● **Work to complete**
[1] Reproduce the part of the article on the military's gays policy starting at "At least 13,000" and ending at "sexual orientation private.".
[2] Answer these questions from the article on the military's gays policy.
(a) In which agency does Dr. Kenneth Katz work as an STD specialist?
(b) At least how many men and women have been expelled from the armed forces under the 1993 policy?
(c) What percentage of U.S. military personnel do the UCLA statistics say are gays, lesbians and bisexuals?

:: Passage shown ::

Military's gays policy harms health, doctor says

The U.S. military's "Don't Ask, Don't Tell" policy for gays helps spread disease and puts service members' health at risk, a commentary by a doctor in the New England Journal of Medicine said Wednesday.
Military personnel afraid of giving frank sexual histories to military physicians can miss treatment for sexually transmitted diseases, including the AIDS virus, and may spread them to others, according to Dr. Kenneth Katz.
"The consequences of 'don't ask, don't tell' are clear. Infections go undiagnosed. Service members and their partners go untreated," wrote Katz, an STD specialist in San Diego County's Health and Human Services Agency.
President Barack Obama is pushing to get Congress to repeal it in the coming weeks and the Pentagon released a study on Tuesday that predicted there would be little impact on the military if it did.
At least 13,000 men and women have been expelled from the armed forces under the 1993 policy, which allows gays to serve as long as they keep their sexual orientation private.
Katz described the case of one young man he treated who had rectal gonorrhea from having sex with other men and required special treatment and counseling that would not be given to a heterosexual.
"So why had Petty Officer J. come to the municipal clinic? He would not be comfortable, he told me, discussing his sexual practices or his sexual partners with military clinicians. Doing so. he said, would jeopardize his military career under 'don't ask, don't tell'," Katz wrote.
Katz cited statistics from the University of California Los Angeles estimating that 66,000 gays, lesbians and bisexuals serve in the U.S. military, or 2.2 percent of personnel.
"Moreover, the policy leads to wild goose chases that squander public health resources. After being diagnosed with an STD at a military treatment facility, one active-duty gay service member told me he was compelled to provide the names of and contact information for his sex partners," Katz added.
Instead, the young man gave the name of a platonic female friend, who was called in for counseling.
Gay men are at especially high risk and can be counseled about safe-sex practices, but not if doctors do not know they are gay or bisexual.

:::
:: Records supplied ::

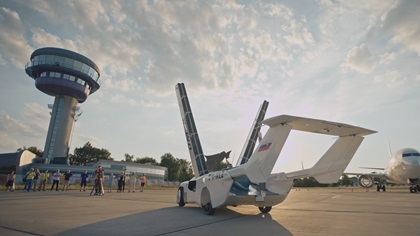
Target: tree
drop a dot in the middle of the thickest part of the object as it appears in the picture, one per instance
(170, 162)
(146, 160)
(86, 154)
(128, 157)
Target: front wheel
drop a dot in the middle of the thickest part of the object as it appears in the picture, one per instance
(208, 209)
(180, 197)
(265, 209)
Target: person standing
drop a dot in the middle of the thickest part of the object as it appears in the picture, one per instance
(10, 184)
(37, 178)
(110, 182)
(44, 178)
(99, 178)
(56, 180)
(29, 178)
(67, 177)
(133, 180)
(121, 182)
(142, 182)
(83, 182)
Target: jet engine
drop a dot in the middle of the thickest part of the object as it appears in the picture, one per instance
(366, 181)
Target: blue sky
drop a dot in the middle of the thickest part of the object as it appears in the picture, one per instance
(354, 62)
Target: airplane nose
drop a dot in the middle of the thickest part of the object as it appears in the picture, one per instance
(411, 161)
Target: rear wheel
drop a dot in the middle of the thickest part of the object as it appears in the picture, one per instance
(208, 209)
(265, 209)
(180, 197)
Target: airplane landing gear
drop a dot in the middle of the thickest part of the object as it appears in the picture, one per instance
(208, 209)
(180, 197)
(265, 209)
(380, 187)
(414, 186)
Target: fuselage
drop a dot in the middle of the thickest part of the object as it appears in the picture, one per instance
(404, 166)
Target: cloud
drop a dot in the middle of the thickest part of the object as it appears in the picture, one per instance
(392, 78)
(399, 24)
(14, 49)
(359, 59)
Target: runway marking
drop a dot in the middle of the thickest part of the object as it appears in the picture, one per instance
(200, 225)
(18, 230)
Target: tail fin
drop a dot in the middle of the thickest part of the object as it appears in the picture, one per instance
(333, 163)
(253, 135)
(261, 163)
(194, 146)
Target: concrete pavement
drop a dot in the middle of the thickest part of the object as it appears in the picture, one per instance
(330, 211)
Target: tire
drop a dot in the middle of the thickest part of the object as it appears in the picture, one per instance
(265, 209)
(180, 197)
(208, 209)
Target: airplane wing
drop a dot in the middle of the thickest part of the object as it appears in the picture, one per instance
(331, 165)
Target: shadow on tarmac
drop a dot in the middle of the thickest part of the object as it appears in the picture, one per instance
(188, 220)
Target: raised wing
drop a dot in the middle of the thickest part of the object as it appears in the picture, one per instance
(194, 145)
(253, 135)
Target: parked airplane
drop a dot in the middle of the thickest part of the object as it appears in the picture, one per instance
(403, 168)
(251, 182)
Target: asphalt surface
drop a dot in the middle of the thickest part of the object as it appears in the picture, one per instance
(330, 211)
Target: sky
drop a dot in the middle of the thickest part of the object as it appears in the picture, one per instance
(354, 62)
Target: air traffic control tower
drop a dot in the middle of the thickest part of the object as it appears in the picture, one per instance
(70, 78)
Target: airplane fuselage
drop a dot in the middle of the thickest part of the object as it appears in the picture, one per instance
(404, 166)
(228, 189)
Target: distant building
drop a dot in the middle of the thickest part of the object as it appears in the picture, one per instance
(22, 161)
(70, 78)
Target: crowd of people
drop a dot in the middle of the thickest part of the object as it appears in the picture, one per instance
(36, 181)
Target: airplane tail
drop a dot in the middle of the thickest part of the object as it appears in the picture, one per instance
(253, 135)
(194, 146)
(328, 169)
(333, 163)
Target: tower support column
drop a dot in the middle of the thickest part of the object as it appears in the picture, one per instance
(62, 118)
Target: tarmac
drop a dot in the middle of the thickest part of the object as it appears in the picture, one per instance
(317, 211)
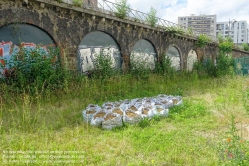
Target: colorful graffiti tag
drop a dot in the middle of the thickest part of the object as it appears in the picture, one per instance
(174, 56)
(89, 54)
(9, 53)
(144, 57)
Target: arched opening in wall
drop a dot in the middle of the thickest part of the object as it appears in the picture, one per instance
(192, 58)
(14, 37)
(174, 55)
(143, 55)
(96, 44)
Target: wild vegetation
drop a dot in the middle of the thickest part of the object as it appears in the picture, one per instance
(43, 113)
(122, 8)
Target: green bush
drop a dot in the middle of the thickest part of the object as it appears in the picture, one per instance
(174, 30)
(139, 67)
(226, 45)
(103, 65)
(77, 3)
(245, 46)
(208, 68)
(164, 66)
(202, 41)
(122, 9)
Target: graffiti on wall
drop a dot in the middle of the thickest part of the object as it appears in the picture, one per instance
(192, 58)
(174, 56)
(9, 53)
(89, 54)
(145, 58)
(143, 54)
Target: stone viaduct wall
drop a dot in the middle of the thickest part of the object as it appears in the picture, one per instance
(68, 25)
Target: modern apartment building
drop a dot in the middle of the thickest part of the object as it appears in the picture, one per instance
(237, 30)
(93, 3)
(205, 24)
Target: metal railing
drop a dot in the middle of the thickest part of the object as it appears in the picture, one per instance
(111, 8)
(141, 17)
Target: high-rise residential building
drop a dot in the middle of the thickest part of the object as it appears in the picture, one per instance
(237, 30)
(205, 24)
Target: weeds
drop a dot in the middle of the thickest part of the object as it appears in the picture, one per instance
(151, 17)
(78, 3)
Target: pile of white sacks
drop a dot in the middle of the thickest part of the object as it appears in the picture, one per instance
(113, 114)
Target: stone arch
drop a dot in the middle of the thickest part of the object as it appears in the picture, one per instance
(25, 32)
(171, 52)
(192, 57)
(94, 43)
(144, 51)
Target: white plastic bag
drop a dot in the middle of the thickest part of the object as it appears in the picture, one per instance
(89, 112)
(98, 118)
(118, 110)
(148, 112)
(161, 111)
(176, 100)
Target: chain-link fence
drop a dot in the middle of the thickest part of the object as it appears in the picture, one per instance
(242, 65)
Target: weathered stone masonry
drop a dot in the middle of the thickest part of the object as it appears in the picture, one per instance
(68, 25)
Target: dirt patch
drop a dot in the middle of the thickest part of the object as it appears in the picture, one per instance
(99, 115)
(145, 111)
(131, 114)
(118, 111)
(90, 112)
(133, 108)
(109, 116)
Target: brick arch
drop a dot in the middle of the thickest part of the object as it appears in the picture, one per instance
(150, 41)
(179, 50)
(111, 35)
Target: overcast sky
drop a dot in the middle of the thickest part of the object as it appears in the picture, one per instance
(171, 9)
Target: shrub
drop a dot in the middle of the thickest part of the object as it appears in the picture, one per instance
(139, 67)
(226, 45)
(34, 70)
(174, 30)
(122, 8)
(78, 2)
(164, 66)
(151, 17)
(103, 65)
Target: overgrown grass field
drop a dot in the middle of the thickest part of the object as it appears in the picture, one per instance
(210, 128)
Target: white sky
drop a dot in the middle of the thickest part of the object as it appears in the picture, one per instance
(171, 9)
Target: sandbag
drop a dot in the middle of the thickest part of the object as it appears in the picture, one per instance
(89, 112)
(112, 120)
(119, 111)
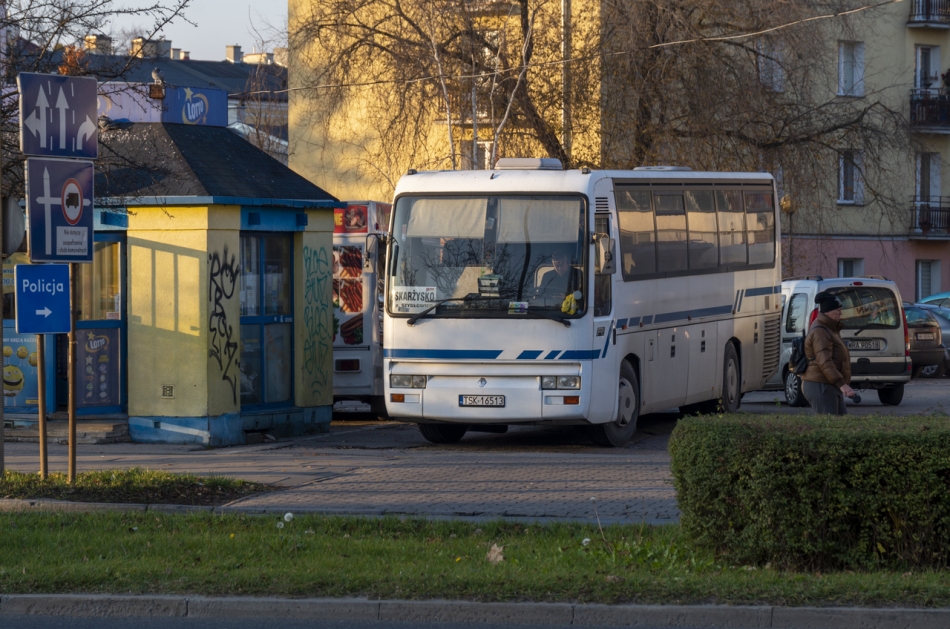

:::

● **Answers in order**
[1]
At least 13,000 men and women have been expelled from the armed forces under the 1993 policy, which allows gays to serve as long as they keep their sexual orientation private.

[2]
(a) San Diego County's Health and Human Services Agency
(b) 13,000
(c) 2.2 percent